Guillermo Soberón Acevedo nació en Iguala, en 1925. Descendiente de un inmigrante cántabro, era guerrerense por los cuatro costados. Su padre, el doctor Galo Soberón y Parra, se especializó en las entonces llamadas “enfermedades tropicales”, como la malaria. Su tío -“suave y paternalista” en sus recuerdos- fue el ingeniero agrónomo Waldo Soberón, director de la Escuela Nacional de Agricultura de Chapingo.
Llegó a la Ciudad de México a los cinco años. Vivió las estrecheces de una modesta clase media: de niño dormía con sus hermanos en la salita de su casa. Estudió en la Escuela Nacional Preparatoria. En ese tiempo leyó Cazadores de microbios de Paul de Kruif. Todo estaba claro: su vocación era la medicina.
En 1943 se matriculó en la Escuela Nacional de Medicina. Siguiendo los pasos de su padre, Soberoncito, como lo llamaba uno de sus maestros, decidió elaborar una tesis acerca del paludismo, al tiempo que realizaba su servicio social en Apatzingán. El ejemplo de su padre lo movía a la emulación… y a la competencia: “[no había] otro remedio que poner más alto el obstáculo a brincar”. Decidió apartarse de la especialidad paterna.
En 1949 ingresó al Hospital de Nutrición. Tiempo después, ya orientado a la bioquímica, cursó un doctorado en la
Universidad de Wisconsin. En 1957 fundó el Departamento de Bioquímica en el Instituto Nacional de Nutrición. Poco más tarde, como director del Instituto de Estudios Médicos y Biológicos de la UNAM, transformó el Instituto de Investigaciones Biomédicas y creó el primer departamento de biología molecular del país.
Sus dos períodos en la rectoría de la UNAM (1973-1981) transcurrieron en tiempos convulsos. Soberón buscó separar la vocación académica de la militancia política. En este afán no lo disuadió -antes bien, lo confirmó- el secuestro de su hija Socorro por la Liga 23 de Septiembre. Su respuesta de fondo fue la de siempre: curar las heridas construyendo instituciones. Creó cinco Escuelas Nacionales de Estudios Profesionales y previó su conversión final en Facultades de Estudios Superiores. Limitó el acceso a carreras sobresaturadas pero aumentó y diversificó la oferta de carreras.

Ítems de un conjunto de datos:
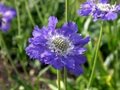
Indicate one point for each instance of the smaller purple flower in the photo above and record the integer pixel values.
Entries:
(100, 10)
(59, 48)
(86, 9)
(6, 16)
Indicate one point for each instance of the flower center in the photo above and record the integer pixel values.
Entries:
(105, 7)
(60, 44)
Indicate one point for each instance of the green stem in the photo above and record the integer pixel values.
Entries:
(7, 53)
(95, 58)
(66, 10)
(66, 20)
(19, 33)
(29, 14)
(58, 79)
(65, 78)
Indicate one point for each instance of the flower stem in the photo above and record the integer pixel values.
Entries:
(58, 79)
(95, 58)
(66, 20)
(29, 14)
(65, 78)
(66, 10)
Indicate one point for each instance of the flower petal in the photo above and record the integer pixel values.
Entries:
(52, 22)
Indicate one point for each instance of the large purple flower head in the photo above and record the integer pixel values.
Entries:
(100, 10)
(60, 48)
(6, 15)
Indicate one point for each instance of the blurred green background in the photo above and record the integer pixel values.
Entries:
(18, 72)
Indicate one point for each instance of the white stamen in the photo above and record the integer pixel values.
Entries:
(60, 44)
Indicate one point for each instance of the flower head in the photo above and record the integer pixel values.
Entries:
(60, 48)
(6, 15)
(100, 10)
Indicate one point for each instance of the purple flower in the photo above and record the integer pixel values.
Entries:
(100, 10)
(60, 48)
(6, 15)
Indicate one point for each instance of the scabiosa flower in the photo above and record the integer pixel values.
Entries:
(60, 48)
(6, 15)
(99, 10)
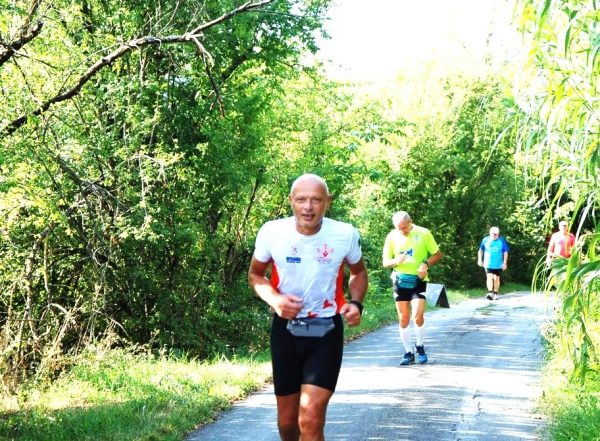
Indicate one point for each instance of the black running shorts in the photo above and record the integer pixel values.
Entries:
(305, 360)
(408, 294)
(496, 271)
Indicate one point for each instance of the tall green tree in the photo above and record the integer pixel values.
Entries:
(556, 112)
(130, 148)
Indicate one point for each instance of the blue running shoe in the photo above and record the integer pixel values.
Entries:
(421, 355)
(408, 358)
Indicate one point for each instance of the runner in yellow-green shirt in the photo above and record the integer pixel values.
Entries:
(410, 250)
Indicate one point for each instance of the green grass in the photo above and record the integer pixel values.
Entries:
(120, 395)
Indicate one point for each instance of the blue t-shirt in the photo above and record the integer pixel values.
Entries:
(493, 252)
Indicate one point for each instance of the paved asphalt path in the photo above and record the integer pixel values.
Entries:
(480, 383)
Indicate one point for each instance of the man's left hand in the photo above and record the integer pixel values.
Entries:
(351, 314)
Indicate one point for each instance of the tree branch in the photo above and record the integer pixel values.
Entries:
(125, 48)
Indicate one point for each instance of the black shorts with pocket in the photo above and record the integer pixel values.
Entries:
(408, 294)
(305, 360)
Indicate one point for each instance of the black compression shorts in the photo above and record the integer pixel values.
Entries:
(496, 271)
(305, 360)
(408, 294)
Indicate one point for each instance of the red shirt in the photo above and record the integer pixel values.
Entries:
(561, 244)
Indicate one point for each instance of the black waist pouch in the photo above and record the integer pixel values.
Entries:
(311, 326)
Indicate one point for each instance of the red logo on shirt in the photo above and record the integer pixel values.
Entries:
(324, 252)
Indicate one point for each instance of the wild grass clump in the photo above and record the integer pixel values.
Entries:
(124, 393)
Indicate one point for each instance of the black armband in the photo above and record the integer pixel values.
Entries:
(357, 303)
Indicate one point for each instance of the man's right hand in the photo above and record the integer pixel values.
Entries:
(287, 306)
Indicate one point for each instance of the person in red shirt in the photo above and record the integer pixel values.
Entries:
(561, 242)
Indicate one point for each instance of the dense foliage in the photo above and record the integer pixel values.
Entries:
(143, 145)
(555, 103)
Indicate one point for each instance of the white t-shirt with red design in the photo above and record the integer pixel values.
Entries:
(310, 267)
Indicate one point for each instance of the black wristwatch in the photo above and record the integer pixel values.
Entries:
(357, 303)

Instrucciones de trabajo —
A. Traduce al inglés esta oración del texto sobre Guillermo Soberón: "Llegó a la Ciudad de México a los cinco años."
B. Según el texto sobre Guillermo Soberón, ¿en qué año fundó el Departamento de Bioquímica en el Instituto Nacional de Nutrición?
C. Prosigue el texto sobre Guillermo Soberón a partir de su última oración.

Tareas resueltas —
A. He arrived in Mexico City at the age of five.

B. En 1957.

C.
Al cerrar su etapa en la UNAM, Soberón dirigió la Coordinación de los Servicios de Salud de la Presidencia, donde proyectó la descentralización y alineación de los servicios de salud que instrumentaría al poco tiempo, como secretario de Salud en el gobierno de Miguel de la Madrid. Por si fuera poco, Soberón impulsó el Sistema Nacional de Salud y logró el reconocimiento constitucional del derecho a la protección de la salud.
Nunca se detuvo. Encabezó el Consejo Consultivo de Ciencias, fue presidente ejecutivo de la Fundación Mexicana para la Salud, impulsó la creación del Instituto Nacional de Medicina Genómica. Entre 2004 y 2009, presidió el Consejo de la Comisión Nacional de Bioética.
Dice el juramento hipocrático:
Pasaré mi vida y ejerceré mi profesión con inocencia y pureza. […] Si observo con fidelidad este juramento, séame concedido gozar felizmente mi vida y mi profesión, honrado siempre entre los hombres; si lo quebranto y soy perjuro, caiga sobre mí la suerte contraria.
A Guillermo Soberón le fue concedido ese gozo y esa honra. Sobre los perjuros que ahora lo quebrantan, caerá -que no haya duda- la suerte contraria.